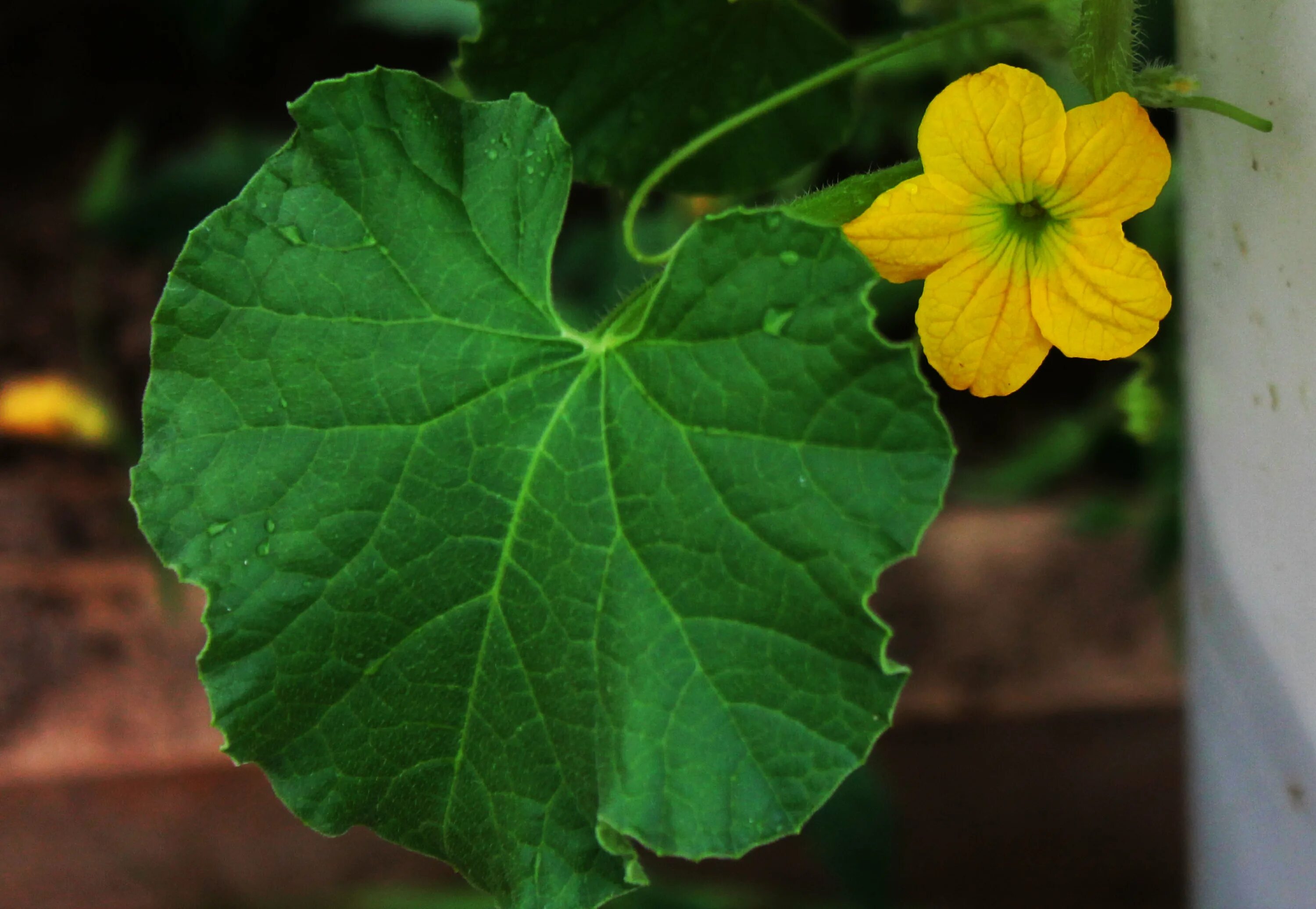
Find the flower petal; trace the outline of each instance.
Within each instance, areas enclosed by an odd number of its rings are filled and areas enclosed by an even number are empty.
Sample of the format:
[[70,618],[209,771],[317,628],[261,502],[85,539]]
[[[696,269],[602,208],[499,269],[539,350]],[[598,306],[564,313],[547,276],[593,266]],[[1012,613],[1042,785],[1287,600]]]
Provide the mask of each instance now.
[[984,225],[973,196],[926,174],[878,196],[863,214],[845,225],[845,235],[888,282],[926,278],[969,245]]
[[1170,149],[1124,92],[1069,112],[1065,172],[1044,200],[1058,218],[1126,221],[1152,208],[1170,179]]
[[[1170,291],[1145,250],[1113,221],[1071,222],[1032,264],[1033,317],[1066,356],[1129,356],[1170,312]],[[1101,229],[1101,226],[1105,229]]]
[[1033,320],[1026,255],[1017,239],[970,247],[924,284],[915,316],[919,337],[951,388],[979,397],[1008,395],[1051,349]]
[[1065,105],[1041,76],[996,66],[946,86],[919,126],[928,174],[999,203],[1026,203],[1065,168]]

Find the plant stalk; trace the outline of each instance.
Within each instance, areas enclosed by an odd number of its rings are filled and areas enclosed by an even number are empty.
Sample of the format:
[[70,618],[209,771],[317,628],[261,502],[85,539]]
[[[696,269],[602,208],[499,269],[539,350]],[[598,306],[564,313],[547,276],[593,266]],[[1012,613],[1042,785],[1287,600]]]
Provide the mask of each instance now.
[[775,111],[783,104],[790,104],[797,97],[808,95],[809,92],[821,88],[829,83],[842,79],[844,76],[862,70],[883,61],[891,59],[892,57],[899,57],[905,51],[913,50],[915,47],[921,47],[923,45],[930,43],[933,41],[941,41],[951,34],[959,32],[967,32],[970,29],[978,29],[984,25],[998,25],[1000,22],[1016,22],[1028,18],[1042,18],[1046,16],[1046,8],[1030,3],[1024,7],[1013,7],[1009,9],[996,9],[987,13],[979,13],[976,16],[966,16],[965,18],[957,20],[954,22],[946,22],[945,25],[937,25],[923,32],[915,32],[913,34],[901,38],[900,41],[894,41],[890,45],[883,45],[870,50],[867,54],[861,54],[858,57],[851,57],[848,61],[842,61],[836,66],[821,70],[812,76],[803,79],[788,88],[783,88],[776,95],[765,97],[758,104],[751,104],[740,113],[736,113],[726,120],[713,125],[712,128],[704,130],[695,138],[692,138],[686,145],[680,146],[663,160],[658,167],[655,167],[649,176],[636,188],[634,195],[630,197],[626,205],[626,212],[621,218],[621,238],[626,246],[626,251],[633,259],[644,264],[662,264],[672,257],[676,246],[671,246],[662,253],[647,254],[644,253],[636,245],[636,217],[640,214],[640,209],[644,207],[645,200],[649,193],[667,178],[674,170],[680,167],[691,157],[712,145],[728,133],[744,126],[751,120],[762,117],[770,111]]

-------------------------

→ DIRECTIONS FOR THIS TASK: Copy out every line of the records above exactly as they appear, leaving out the pictures.

→ FINISHED EXERCISE:
Find the flower petal; trace the outline of each instance.
Within each instance, areas enclosed by an odd number of its rings are filled and areas enclosed by an even number are empty.
Sample of the format:
[[70,618],[209,771],[317,628],[261,502],[85,539]]
[[[696,269],[602,208],[499,269],[539,350]],[[598,306],[564,313],[547,276],[593,266]],[[1012,613],[1042,785],[1287,600]]]
Provide the mask of each instance now.
[[984,225],[973,196],[926,174],[878,196],[863,214],[845,225],[845,235],[888,282],[926,278],[969,245]]
[[1170,149],[1124,92],[1069,112],[1065,172],[1044,200],[1058,218],[1126,221],[1152,208],[1170,179]]
[[[1170,291],[1145,250],[1113,221],[1071,222],[1032,264],[1033,317],[1066,356],[1129,356],[1170,312]],[[1101,229],[1101,226],[1105,229]]]
[[1033,320],[1026,255],[1017,239],[970,247],[924,284],[915,316],[919,337],[951,388],[979,397],[1008,395],[1051,349]]
[[1065,105],[1041,76],[996,66],[946,86],[919,126],[928,174],[999,203],[1026,203],[1065,168]]

Find the plant stalk; trace the outline of each instance.
Within each instance, areas enclosed by an odd number of its rings are filled and areas enclosed by an even number are empty.
Sample of the format:
[[70,618],[209,771],[317,628],[261,502],[85,539]]
[[[696,269],[602,208],[499,269],[539,350]],[[598,306],[564,313],[547,276],[593,266]],[[1012,613],[1042,785],[1287,600]]]
Provide the mask of each instance now.
[[775,111],[783,104],[790,104],[797,97],[808,95],[809,92],[821,88],[829,83],[842,79],[844,76],[862,70],[883,61],[891,59],[892,57],[899,57],[905,51],[913,50],[915,47],[921,47],[923,45],[930,43],[933,41],[941,41],[951,34],[959,32],[967,32],[970,29],[978,29],[984,25],[998,25],[1000,22],[1016,22],[1028,18],[1042,18],[1046,16],[1046,8],[1030,3],[1024,7],[1013,7],[1009,9],[996,9],[987,13],[979,13],[976,16],[966,16],[965,18],[957,20],[954,22],[946,22],[945,25],[937,25],[923,32],[915,32],[913,34],[901,38],[900,41],[894,41],[890,45],[883,45],[870,50],[867,54],[861,54],[858,57],[851,57],[848,61],[842,61],[836,66],[821,70],[812,76],[803,79],[788,88],[783,88],[776,95],[765,97],[758,104],[751,104],[740,113],[736,113],[726,120],[713,125],[712,128],[704,130],[695,138],[692,138],[686,145],[680,146],[663,160],[658,167],[655,167],[649,176],[636,188],[634,195],[630,197],[626,205],[626,212],[621,218],[621,238],[626,246],[626,251],[633,259],[644,264],[662,264],[672,257],[676,246],[671,246],[662,253],[647,254],[644,253],[636,245],[636,217],[640,214],[640,209],[644,207],[645,200],[649,193],[667,178],[674,170],[680,167],[691,157],[712,145],[728,133],[744,126],[751,120],[762,117],[770,111]]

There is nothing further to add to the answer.